■ Assignment:
Could the listing be repeated exactly, with every picture dropped?

+++++

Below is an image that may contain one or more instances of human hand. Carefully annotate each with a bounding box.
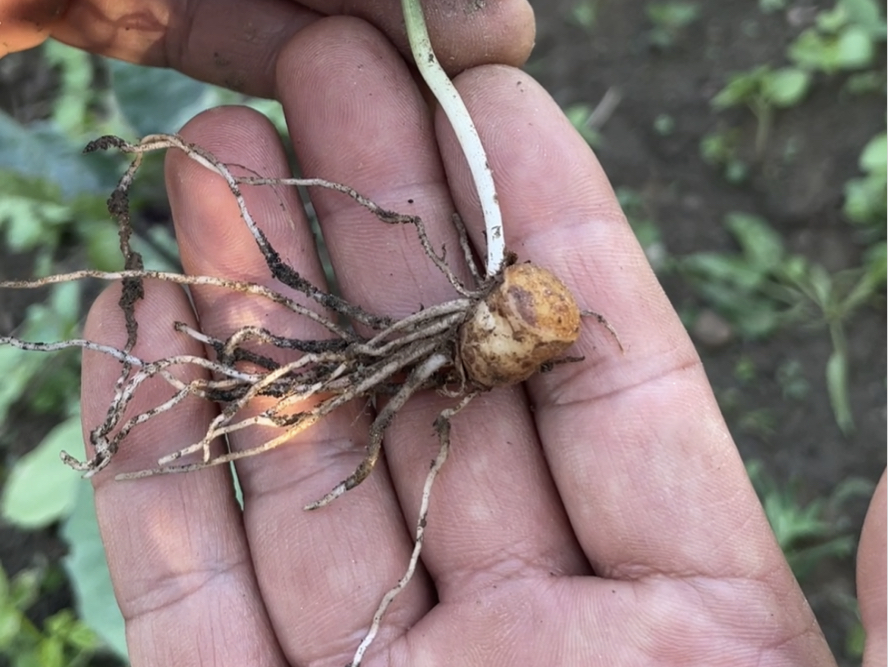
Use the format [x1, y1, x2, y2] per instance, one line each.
[79, 17, 885, 666]
[0, 0, 534, 95]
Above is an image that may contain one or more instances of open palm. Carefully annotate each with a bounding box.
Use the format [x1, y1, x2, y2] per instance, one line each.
[77, 16, 869, 667]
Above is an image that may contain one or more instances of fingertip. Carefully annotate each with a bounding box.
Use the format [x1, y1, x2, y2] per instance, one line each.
[413, 0, 537, 72]
[171, 104, 283, 170]
[274, 15, 412, 118]
[164, 104, 285, 232]
[0, 0, 65, 55]
[334, 0, 537, 73]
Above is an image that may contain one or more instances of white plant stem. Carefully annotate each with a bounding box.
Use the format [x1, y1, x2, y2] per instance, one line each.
[401, 0, 506, 277]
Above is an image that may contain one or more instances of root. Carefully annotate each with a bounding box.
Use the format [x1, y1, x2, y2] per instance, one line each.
[305, 352, 451, 511]
[347, 390, 478, 667]
[580, 308, 625, 352]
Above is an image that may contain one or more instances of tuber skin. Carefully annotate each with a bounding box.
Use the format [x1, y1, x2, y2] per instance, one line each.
[459, 263, 581, 388]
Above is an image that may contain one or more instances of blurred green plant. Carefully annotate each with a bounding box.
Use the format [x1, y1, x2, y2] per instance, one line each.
[0, 282, 81, 423]
[758, 0, 787, 13]
[645, 1, 700, 48]
[1, 408, 129, 661]
[738, 407, 777, 439]
[711, 65, 811, 157]
[842, 597, 866, 659]
[787, 0, 887, 74]
[700, 127, 749, 183]
[775, 358, 811, 401]
[747, 459, 874, 580]
[842, 70, 885, 95]
[679, 212, 883, 432]
[678, 213, 789, 339]
[564, 103, 604, 147]
[843, 132, 887, 230]
[569, 0, 601, 30]
[0, 562, 100, 667]
[652, 113, 676, 136]
[779, 250, 884, 433]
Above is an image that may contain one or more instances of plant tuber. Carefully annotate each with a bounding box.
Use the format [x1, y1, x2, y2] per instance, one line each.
[459, 263, 581, 388]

+++++

■ Reply to the exercise:
Below is an image that may contain one or more instances of human hand. Carefully annotate each with a bounding box.
Use the format [x1, y1, x2, y2] per instance, one line each.
[79, 17, 885, 666]
[0, 0, 534, 95]
Above is an image that may contain one or more instances of open palm. Carefully annotate each with a bounding box.
Use the format [x1, y1, x2, y2] per instance, one line each.
[77, 16, 869, 667]
Above is an image that may contain one or more instances of fingertip. Carefully annotate each with a bounding box.
Use the format [x1, y1, x2, y2] per instance, one line each.
[413, 0, 537, 72]
[171, 104, 283, 170]
[274, 15, 412, 118]
[164, 104, 285, 232]
[0, 0, 65, 55]
[334, 0, 537, 73]
Above is an image that may contain one or more instances of white plant stem. Carefully annotate each with a bounding box.
Use the format [x1, y1, x2, y2] per instance, one line each.
[401, 0, 506, 277]
Above is an image that may contain one or more instances of root. Carefully annotate each with a bounding box.
Use the format [x1, y1, x2, y2] per instance, one line each.
[305, 352, 451, 511]
[347, 390, 478, 667]
[580, 308, 625, 352]
Above is an image that may contain one or more instances of tuber skin. Carefully annotate each with a bounding box.
Use the format [x1, y1, x2, y2] per instance, one line each.
[459, 263, 581, 388]
Above is an image that may contain one or more instances of blurred green plant. Carefully annotate each with a bounding box.
Use the format [x1, y1, x2, y2] per instance, one line each.
[0, 282, 81, 423]
[758, 0, 787, 13]
[645, 1, 700, 48]
[1, 408, 129, 661]
[738, 407, 777, 439]
[711, 65, 811, 157]
[842, 597, 866, 659]
[787, 0, 887, 74]
[700, 127, 749, 183]
[775, 358, 811, 401]
[747, 459, 874, 580]
[842, 70, 885, 95]
[679, 212, 883, 432]
[678, 213, 789, 339]
[564, 103, 604, 147]
[843, 132, 887, 230]
[569, 0, 601, 30]
[0, 562, 100, 667]
[652, 113, 676, 136]
[779, 250, 884, 433]
Above is an image that may contain one or more instances of plant tuber. Carefully annotate each with a bounding box.
Use the format [x1, y1, x2, y2] per instance, one line each.
[459, 263, 581, 388]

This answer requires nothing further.